**What you are asked to do**
Copy the data exactly.

**Task inputs**
◆ ◆ ◆ ◆ ◆ ◆ ◆

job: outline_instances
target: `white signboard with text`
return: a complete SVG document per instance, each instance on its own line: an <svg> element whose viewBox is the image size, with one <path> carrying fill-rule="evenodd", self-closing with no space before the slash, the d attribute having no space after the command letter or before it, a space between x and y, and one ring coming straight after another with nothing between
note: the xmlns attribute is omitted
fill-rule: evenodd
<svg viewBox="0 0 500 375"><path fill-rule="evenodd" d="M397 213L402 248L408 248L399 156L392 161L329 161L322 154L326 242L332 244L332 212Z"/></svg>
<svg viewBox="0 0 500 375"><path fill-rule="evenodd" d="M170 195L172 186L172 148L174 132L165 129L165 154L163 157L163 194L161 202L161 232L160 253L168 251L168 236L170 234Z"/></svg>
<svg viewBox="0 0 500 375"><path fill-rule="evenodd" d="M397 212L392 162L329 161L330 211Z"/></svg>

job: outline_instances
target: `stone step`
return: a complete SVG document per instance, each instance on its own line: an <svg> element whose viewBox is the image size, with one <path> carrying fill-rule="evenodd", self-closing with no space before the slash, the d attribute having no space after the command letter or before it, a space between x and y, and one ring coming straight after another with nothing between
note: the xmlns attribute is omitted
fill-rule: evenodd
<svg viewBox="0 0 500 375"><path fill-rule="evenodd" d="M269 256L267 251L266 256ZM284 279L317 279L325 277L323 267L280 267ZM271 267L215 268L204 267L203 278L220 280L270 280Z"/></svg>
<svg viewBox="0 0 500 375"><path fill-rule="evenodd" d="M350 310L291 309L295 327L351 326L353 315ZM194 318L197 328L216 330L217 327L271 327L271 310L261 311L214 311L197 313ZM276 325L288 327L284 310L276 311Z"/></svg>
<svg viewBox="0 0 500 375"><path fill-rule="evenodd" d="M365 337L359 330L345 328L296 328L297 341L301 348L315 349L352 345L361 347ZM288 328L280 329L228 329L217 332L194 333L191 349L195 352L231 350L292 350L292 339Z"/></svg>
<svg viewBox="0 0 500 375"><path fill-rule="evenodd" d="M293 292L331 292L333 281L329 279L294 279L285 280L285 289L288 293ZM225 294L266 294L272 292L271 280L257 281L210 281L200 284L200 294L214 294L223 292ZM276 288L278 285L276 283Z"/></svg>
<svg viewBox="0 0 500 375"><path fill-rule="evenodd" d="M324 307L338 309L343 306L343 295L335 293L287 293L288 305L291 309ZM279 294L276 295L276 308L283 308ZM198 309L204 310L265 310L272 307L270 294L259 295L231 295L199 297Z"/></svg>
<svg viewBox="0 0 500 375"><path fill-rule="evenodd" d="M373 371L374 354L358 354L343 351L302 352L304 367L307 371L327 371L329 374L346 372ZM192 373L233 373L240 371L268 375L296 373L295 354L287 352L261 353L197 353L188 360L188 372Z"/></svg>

◆ ◆ ◆ ◆ ◆ ◆ ◆

**Reply to the exercise**
job: outline_instances
target: `white signboard with text`
return: a complete SVG document per instance, each instance on its own line: an <svg> element whose viewBox is the image size, with one <path> carrying fill-rule="evenodd", self-closing with no space before the slash, the d attribute having no space after the command letter or before it, a space between x and y, and one ring coming straight after another with nothing between
note: the xmlns attribute is omitted
fill-rule: evenodd
<svg viewBox="0 0 500 375"><path fill-rule="evenodd" d="M397 213L402 248L408 248L399 156L392 161L329 161L322 154L326 242L332 244L332 212Z"/></svg>
<svg viewBox="0 0 500 375"><path fill-rule="evenodd" d="M170 195L172 186L172 148L174 132L165 129L165 154L163 157L163 194L161 202L161 232L160 253L168 251L168 236L170 234Z"/></svg>
<svg viewBox="0 0 500 375"><path fill-rule="evenodd" d="M397 212L392 162L329 161L330 211Z"/></svg>

job: outline_instances
target: `stone step`
return: a complete SVG document per instance, each instance on its own line: an <svg> element whose viewBox is the image size, with one <path> carrying fill-rule="evenodd", self-closing with no space before the slash, the d attribute having no space after the command letter or before it, a space between x and y, and one ring coming straight after another with nothing between
note: the xmlns attribute is omitted
fill-rule: evenodd
<svg viewBox="0 0 500 375"><path fill-rule="evenodd" d="M269 256L267 251L266 256ZM284 279L317 279L325 277L323 267L280 267ZM271 267L215 268L204 267L203 278L220 280L270 280Z"/></svg>
<svg viewBox="0 0 500 375"><path fill-rule="evenodd" d="M350 310L291 309L295 327L351 326L353 315ZM194 318L197 328L216 330L217 327L271 327L271 310L261 311L214 311L197 313ZM276 325L288 327L284 310L276 311Z"/></svg>
<svg viewBox="0 0 500 375"><path fill-rule="evenodd" d="M365 337L359 330L345 328L296 328L297 341L301 348L315 349L352 345L361 347ZM288 328L280 329L228 329L217 332L194 333L191 349L195 352L231 350L292 350L292 339Z"/></svg>
<svg viewBox="0 0 500 375"><path fill-rule="evenodd" d="M293 292L331 292L333 281L329 279L294 279L285 280L285 289L288 293ZM225 294L266 294L272 292L271 280L257 281L210 281L200 284L200 294L214 294L223 292ZM276 288L278 285L276 283Z"/></svg>
<svg viewBox="0 0 500 375"><path fill-rule="evenodd" d="M324 307L338 309L343 306L343 295L335 293L287 293L288 305L291 309ZM279 294L276 295L276 308L283 308ZM198 309L204 310L265 310L272 307L270 294L259 295L231 295L199 297Z"/></svg>
<svg viewBox="0 0 500 375"><path fill-rule="evenodd" d="M373 371L374 354L358 354L343 351L302 352L304 367L307 371L327 371L329 374L346 372ZM192 373L233 373L240 371L268 375L296 373L295 354L287 352L261 353L197 353L188 360L188 372Z"/></svg>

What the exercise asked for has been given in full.